# Exercise objective
Reproduce word for word the part of the forum thread on lock-free algorithms starting with "JdeBP> I notice" and going on through "neither was I.".

# Document extract
JdeBP> I notice that before you wrote that, we were getting
JdeBP> two messages in reply to everything; but after you
JdeBP> wrote it, we started getting four messages in reply
JdeBP> to everything. (-:

P> [...] Geez, M wasn't even referring to the cross posting [...]

... and neither was I.

m

unread,
Nov 15, 2007, 1:31:36 PM11/15/07
to
Yes I am extending the discussion to include all kinds of data structures
besides queues; and yes there are various ways to protect them. No I don’t
really want to discuss them in detail, I just wanted to put something out
there to see if I could tweak someone’s interest ;)

Thread pre-emption is important on all pre-emptive multi-tasking operating
systems regardless of how many CPUs are present in the system. The
importance of this consideration lies in the fact that between any two
instructions executed by thread A, thread B may have executed a large number
of instructions (either on this CPU or on another one) or none at all. The
reason this is, implicitly, important is that, even though one could use a
lock-free algorithm for nearly anything, they are specifically designed for
HPC scenarios with multiple produces & multiple consumers (or more
generally, multiple modifiers).

Lock-free is not a forward progress guarantee. Lock-free, a misnomer, is an
idiom in which software locks are replaced with hardware locks because they
are, presumably, more efficient. This efficiently is achieved, if by
nothing else, by being smaller (one instruction vs. hundreds) and by
avoiding interaction with the OS scheduler. Lock-free algorithms must
provide a forward progress guarantee, otherwise they would cease to function
under contention, but that guarantee, in and of itself, does not make an
algorithm lock-free and hence does not define the idiom.


"Joe Seigh" <jsei...@xemaps.com> wrote in message
news:JUV_i.7973$WM.837@trndny05...

Chris Thomasson

unread,
Nov 15, 2007, 2:37:08 PM11/15/07
to
"m" <m@b.c> wrote in message news:uCb9BX7J...@TK2MSFTNGP02.phx.gbl...

# Given entries
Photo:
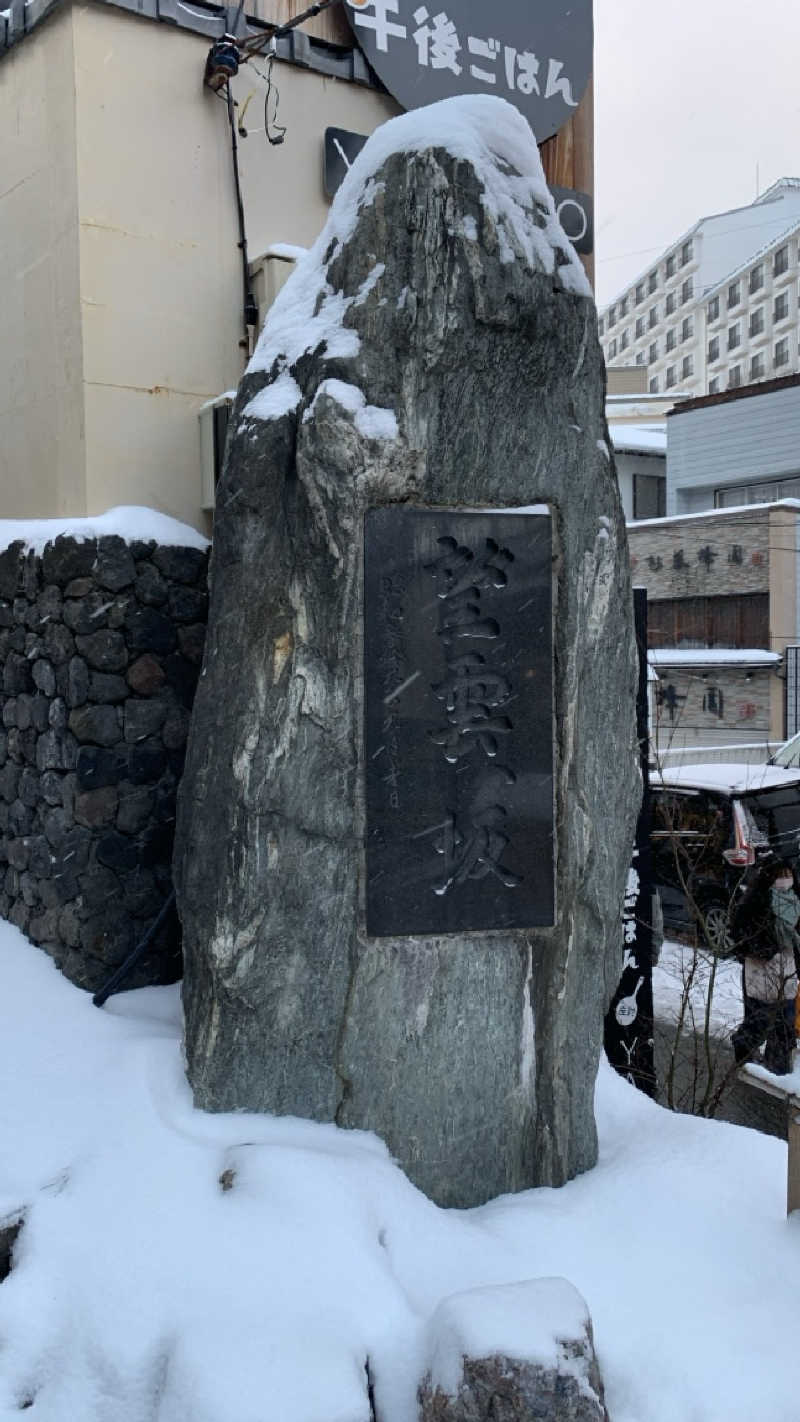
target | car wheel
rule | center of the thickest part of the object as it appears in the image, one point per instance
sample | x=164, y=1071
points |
x=714, y=922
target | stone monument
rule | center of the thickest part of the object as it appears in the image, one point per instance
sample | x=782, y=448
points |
x=411, y=782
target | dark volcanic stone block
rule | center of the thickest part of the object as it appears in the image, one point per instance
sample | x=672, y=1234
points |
x=181, y=565
x=147, y=761
x=101, y=767
x=144, y=718
x=148, y=630
x=114, y=566
x=151, y=587
x=118, y=851
x=95, y=724
x=104, y=650
x=10, y=570
x=147, y=676
x=67, y=558
x=107, y=686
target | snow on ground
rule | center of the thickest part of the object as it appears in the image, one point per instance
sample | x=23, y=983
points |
x=147, y=1291
x=681, y=983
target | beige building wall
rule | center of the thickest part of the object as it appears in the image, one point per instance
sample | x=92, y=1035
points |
x=120, y=218
x=41, y=415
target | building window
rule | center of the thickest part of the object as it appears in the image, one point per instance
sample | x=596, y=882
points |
x=733, y=495
x=650, y=496
x=732, y=620
x=780, y=309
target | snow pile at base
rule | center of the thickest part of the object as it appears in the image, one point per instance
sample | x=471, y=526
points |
x=520, y=1321
x=182, y=1267
x=485, y=131
x=131, y=522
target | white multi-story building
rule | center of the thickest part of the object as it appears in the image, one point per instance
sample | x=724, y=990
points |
x=719, y=309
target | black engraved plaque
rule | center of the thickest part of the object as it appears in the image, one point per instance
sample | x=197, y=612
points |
x=458, y=721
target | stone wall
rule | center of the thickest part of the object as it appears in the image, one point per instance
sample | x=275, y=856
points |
x=100, y=651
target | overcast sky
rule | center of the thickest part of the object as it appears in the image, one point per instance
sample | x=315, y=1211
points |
x=689, y=97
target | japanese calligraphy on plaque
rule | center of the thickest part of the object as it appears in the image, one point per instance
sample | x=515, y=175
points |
x=458, y=721
x=537, y=57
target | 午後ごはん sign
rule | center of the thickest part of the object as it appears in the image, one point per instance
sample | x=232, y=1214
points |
x=536, y=56
x=458, y=721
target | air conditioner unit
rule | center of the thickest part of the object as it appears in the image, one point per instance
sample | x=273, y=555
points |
x=213, y=418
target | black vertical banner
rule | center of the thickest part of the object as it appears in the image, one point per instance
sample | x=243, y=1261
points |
x=628, y=1021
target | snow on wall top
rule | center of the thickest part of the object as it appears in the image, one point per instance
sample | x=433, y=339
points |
x=482, y=130
x=131, y=522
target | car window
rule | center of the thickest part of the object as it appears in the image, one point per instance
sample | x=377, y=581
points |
x=789, y=754
x=776, y=816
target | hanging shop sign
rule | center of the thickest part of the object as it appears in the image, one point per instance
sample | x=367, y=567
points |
x=536, y=56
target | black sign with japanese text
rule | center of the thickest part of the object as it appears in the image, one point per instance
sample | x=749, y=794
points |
x=536, y=56
x=458, y=721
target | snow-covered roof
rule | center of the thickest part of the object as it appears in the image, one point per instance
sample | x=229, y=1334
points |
x=733, y=777
x=640, y=438
x=131, y=522
x=752, y=258
x=718, y=514
x=712, y=657
x=729, y=238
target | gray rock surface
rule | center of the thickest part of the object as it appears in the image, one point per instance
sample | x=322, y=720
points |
x=473, y=1057
x=559, y=1381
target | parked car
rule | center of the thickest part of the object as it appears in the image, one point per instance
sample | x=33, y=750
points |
x=715, y=826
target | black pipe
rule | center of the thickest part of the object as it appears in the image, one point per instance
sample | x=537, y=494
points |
x=100, y=998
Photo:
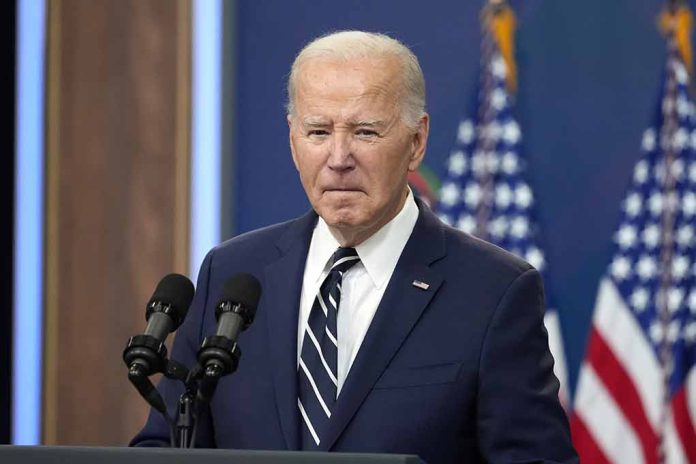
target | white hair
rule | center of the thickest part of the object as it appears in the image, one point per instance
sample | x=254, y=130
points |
x=348, y=45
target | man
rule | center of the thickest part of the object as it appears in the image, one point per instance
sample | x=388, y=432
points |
x=379, y=329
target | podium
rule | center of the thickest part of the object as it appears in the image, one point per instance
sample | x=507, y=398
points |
x=110, y=455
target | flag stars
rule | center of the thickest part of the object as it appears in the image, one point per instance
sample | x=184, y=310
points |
x=683, y=106
x=689, y=204
x=491, y=131
x=673, y=331
x=633, y=205
x=519, y=227
x=675, y=296
x=680, y=267
x=465, y=133
x=680, y=139
x=690, y=332
x=667, y=105
x=457, y=164
x=511, y=132
x=503, y=196
x=648, y=144
x=523, y=195
x=472, y=195
x=677, y=169
x=640, y=299
x=655, y=203
x=620, y=268
x=656, y=332
x=627, y=236
x=691, y=302
x=692, y=167
x=449, y=194
x=535, y=257
x=510, y=163
x=498, y=227
x=651, y=235
x=646, y=267
x=478, y=163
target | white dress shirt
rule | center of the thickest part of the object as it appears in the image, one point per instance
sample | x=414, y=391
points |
x=363, y=284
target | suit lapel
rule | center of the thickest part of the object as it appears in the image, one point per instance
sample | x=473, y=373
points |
x=400, y=308
x=283, y=284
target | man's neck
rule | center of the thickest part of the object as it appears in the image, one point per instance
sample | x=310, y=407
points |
x=352, y=236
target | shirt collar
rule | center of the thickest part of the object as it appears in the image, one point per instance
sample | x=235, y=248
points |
x=378, y=254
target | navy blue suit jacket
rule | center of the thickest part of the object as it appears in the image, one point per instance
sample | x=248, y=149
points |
x=459, y=372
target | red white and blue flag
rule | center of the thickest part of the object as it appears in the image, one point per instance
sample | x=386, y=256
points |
x=636, y=396
x=485, y=193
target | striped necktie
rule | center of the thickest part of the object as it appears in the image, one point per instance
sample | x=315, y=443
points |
x=317, y=384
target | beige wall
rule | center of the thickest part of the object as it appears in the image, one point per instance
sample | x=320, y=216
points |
x=117, y=144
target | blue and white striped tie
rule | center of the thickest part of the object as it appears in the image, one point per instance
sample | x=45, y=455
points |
x=317, y=371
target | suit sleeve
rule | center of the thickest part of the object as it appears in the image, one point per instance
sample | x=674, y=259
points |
x=520, y=418
x=156, y=432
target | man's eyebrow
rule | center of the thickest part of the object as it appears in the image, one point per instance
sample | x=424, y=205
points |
x=313, y=121
x=369, y=123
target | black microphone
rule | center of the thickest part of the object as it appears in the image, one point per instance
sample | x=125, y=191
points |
x=146, y=354
x=219, y=354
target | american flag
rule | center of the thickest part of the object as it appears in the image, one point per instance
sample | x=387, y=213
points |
x=636, y=395
x=485, y=193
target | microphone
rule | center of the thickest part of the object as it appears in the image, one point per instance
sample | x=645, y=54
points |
x=146, y=354
x=219, y=354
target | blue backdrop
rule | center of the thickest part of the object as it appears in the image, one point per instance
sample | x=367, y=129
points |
x=589, y=73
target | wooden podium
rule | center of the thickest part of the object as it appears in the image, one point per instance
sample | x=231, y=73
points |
x=108, y=455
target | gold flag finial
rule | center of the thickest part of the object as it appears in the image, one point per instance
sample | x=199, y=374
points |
x=676, y=19
x=500, y=21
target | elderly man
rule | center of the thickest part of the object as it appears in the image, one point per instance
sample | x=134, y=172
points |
x=380, y=329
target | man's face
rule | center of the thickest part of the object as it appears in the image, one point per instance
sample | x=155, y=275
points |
x=350, y=145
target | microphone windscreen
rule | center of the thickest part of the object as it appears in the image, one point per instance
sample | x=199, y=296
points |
x=244, y=289
x=176, y=291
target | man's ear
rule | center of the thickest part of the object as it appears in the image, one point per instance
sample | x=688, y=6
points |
x=292, y=143
x=419, y=142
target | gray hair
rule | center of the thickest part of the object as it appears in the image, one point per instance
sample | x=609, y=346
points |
x=347, y=45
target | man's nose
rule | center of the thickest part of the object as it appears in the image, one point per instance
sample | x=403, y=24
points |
x=340, y=152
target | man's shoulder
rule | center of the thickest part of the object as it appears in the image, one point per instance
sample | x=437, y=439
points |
x=264, y=244
x=465, y=251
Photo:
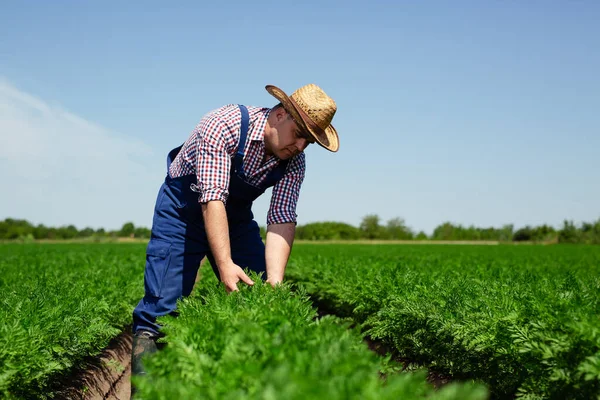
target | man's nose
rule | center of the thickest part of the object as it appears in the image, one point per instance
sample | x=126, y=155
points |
x=302, y=144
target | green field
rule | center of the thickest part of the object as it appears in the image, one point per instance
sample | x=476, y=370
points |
x=516, y=320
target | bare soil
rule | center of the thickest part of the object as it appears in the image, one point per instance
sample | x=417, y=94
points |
x=108, y=375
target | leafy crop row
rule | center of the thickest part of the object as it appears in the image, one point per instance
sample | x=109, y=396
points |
x=265, y=343
x=522, y=319
x=58, y=305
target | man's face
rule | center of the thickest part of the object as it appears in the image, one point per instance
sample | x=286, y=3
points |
x=287, y=139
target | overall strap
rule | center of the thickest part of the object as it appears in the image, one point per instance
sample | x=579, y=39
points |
x=239, y=155
x=171, y=156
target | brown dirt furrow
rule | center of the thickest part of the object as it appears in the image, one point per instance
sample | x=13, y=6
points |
x=107, y=376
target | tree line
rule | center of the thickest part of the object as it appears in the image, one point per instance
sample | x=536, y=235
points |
x=370, y=228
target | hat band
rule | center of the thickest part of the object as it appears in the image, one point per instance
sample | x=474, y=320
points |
x=311, y=124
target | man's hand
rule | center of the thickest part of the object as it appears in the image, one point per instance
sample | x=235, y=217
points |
x=231, y=274
x=273, y=282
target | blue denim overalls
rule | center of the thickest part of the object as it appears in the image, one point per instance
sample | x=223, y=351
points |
x=178, y=241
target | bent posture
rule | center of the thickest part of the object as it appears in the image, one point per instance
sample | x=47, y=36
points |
x=204, y=206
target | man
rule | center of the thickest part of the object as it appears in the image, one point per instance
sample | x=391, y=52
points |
x=204, y=206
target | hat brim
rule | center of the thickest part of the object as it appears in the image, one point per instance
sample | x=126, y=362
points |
x=329, y=140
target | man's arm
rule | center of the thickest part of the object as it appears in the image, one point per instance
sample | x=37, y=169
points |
x=280, y=238
x=217, y=231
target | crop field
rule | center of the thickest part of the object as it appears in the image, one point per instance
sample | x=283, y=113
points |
x=497, y=321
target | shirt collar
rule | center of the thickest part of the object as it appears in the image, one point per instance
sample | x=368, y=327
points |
x=258, y=121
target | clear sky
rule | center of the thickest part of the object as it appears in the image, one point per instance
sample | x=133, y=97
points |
x=473, y=112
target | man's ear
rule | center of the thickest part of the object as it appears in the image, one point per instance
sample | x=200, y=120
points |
x=281, y=114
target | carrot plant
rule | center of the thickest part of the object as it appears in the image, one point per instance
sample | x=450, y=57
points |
x=522, y=319
x=265, y=343
x=58, y=305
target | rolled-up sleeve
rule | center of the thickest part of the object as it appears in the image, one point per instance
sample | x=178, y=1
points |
x=286, y=192
x=213, y=161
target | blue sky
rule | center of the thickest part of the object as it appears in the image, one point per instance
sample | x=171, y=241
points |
x=473, y=112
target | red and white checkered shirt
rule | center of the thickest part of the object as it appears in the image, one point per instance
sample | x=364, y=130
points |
x=209, y=150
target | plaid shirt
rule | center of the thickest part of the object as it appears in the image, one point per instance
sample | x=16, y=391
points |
x=209, y=151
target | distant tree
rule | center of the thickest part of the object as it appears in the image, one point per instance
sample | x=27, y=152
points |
x=444, y=231
x=370, y=227
x=421, y=236
x=523, y=234
x=397, y=229
x=569, y=233
x=86, y=232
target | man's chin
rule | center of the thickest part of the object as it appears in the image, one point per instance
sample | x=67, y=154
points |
x=284, y=154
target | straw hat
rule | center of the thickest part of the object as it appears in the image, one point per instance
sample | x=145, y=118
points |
x=313, y=110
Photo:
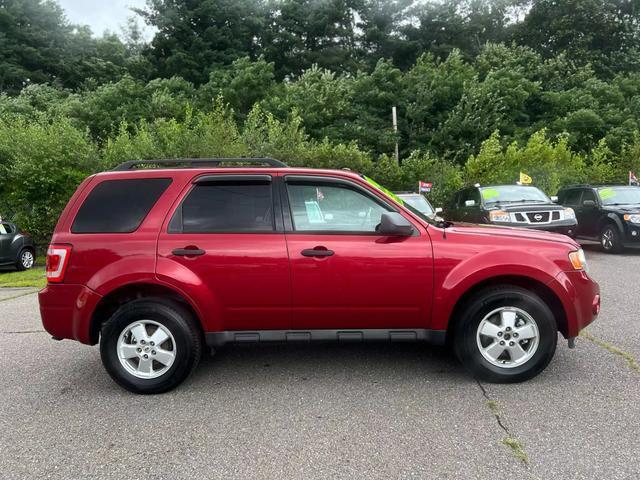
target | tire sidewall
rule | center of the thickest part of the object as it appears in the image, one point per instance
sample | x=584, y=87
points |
x=173, y=320
x=467, y=346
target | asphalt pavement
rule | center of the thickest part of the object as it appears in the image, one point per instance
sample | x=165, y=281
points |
x=328, y=411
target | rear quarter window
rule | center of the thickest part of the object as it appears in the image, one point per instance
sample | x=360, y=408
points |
x=118, y=206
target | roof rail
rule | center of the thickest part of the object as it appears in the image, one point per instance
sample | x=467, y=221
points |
x=198, y=162
x=577, y=185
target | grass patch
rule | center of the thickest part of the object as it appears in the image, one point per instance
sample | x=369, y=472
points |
x=631, y=361
x=29, y=278
x=517, y=448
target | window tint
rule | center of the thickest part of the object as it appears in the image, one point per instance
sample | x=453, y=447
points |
x=333, y=208
x=588, y=195
x=471, y=194
x=118, y=206
x=226, y=207
x=572, y=197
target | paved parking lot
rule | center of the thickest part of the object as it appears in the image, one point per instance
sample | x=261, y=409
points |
x=328, y=411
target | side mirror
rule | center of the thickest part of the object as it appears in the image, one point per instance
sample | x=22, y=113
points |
x=392, y=223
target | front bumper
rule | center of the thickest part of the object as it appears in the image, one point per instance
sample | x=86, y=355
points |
x=565, y=227
x=66, y=311
x=580, y=297
x=632, y=234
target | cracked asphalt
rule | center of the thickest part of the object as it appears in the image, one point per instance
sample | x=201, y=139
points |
x=326, y=411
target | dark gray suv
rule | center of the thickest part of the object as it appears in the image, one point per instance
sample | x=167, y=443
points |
x=16, y=247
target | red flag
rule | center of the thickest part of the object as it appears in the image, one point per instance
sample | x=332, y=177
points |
x=424, y=187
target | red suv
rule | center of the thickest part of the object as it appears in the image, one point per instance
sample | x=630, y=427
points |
x=157, y=263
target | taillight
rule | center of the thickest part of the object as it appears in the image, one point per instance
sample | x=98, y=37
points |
x=57, y=261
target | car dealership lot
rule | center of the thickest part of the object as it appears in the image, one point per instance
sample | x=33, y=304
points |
x=327, y=411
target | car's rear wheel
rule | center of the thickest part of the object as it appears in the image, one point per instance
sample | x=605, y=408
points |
x=611, y=239
x=506, y=335
x=26, y=259
x=150, y=345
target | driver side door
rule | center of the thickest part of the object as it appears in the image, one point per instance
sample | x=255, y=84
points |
x=344, y=274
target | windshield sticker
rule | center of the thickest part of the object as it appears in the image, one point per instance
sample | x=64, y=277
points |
x=384, y=190
x=607, y=193
x=489, y=193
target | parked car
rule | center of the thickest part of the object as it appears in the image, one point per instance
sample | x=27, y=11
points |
x=607, y=213
x=512, y=206
x=16, y=247
x=420, y=203
x=156, y=264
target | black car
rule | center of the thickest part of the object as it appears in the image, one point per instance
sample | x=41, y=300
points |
x=607, y=213
x=16, y=248
x=513, y=206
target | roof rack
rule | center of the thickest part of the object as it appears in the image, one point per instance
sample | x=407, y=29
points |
x=198, y=162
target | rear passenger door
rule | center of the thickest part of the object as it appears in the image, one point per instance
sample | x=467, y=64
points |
x=6, y=235
x=224, y=243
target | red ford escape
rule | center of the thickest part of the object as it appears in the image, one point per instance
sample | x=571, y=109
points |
x=160, y=259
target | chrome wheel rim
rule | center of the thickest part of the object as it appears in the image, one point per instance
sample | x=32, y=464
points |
x=607, y=239
x=146, y=349
x=508, y=337
x=27, y=259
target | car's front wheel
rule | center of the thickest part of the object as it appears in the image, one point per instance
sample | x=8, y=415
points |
x=506, y=335
x=150, y=345
x=611, y=239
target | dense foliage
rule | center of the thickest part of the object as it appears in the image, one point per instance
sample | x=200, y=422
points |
x=483, y=89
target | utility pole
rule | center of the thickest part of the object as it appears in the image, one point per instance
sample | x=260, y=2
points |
x=394, y=116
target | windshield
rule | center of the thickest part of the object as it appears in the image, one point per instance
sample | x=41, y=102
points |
x=619, y=195
x=402, y=202
x=513, y=194
x=418, y=202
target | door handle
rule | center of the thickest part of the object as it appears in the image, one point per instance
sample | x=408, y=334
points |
x=317, y=252
x=188, y=252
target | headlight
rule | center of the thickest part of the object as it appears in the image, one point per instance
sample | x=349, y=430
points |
x=499, y=216
x=578, y=260
x=569, y=214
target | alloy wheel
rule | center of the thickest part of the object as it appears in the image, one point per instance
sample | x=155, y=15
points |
x=508, y=337
x=146, y=349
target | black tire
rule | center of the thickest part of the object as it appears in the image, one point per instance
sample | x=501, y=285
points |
x=174, y=318
x=22, y=263
x=466, y=331
x=611, y=239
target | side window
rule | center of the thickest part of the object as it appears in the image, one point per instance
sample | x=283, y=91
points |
x=471, y=194
x=226, y=207
x=118, y=206
x=328, y=207
x=572, y=197
x=589, y=195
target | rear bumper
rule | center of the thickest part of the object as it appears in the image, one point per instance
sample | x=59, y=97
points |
x=580, y=297
x=66, y=311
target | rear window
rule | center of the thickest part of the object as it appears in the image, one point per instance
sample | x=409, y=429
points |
x=226, y=207
x=118, y=206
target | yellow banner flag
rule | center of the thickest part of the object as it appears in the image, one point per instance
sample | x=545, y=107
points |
x=525, y=179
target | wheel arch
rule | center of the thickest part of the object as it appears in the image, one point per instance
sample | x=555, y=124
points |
x=110, y=302
x=528, y=283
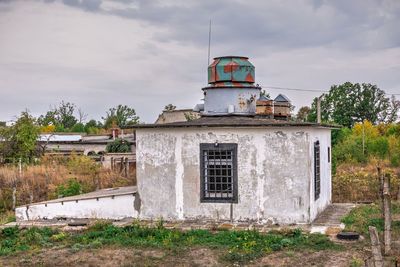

# Worked answer
JdeBP> I notice that before you wrote that, we were getting
JdeBP> two messages in reply to everything; but after you
JdeBP> wrote it, we started getting four messages in reply
JdeBP> to everything. (-:

P> [...] Geez, M wasn't even referring to the cross posting [...]

... and neither was I.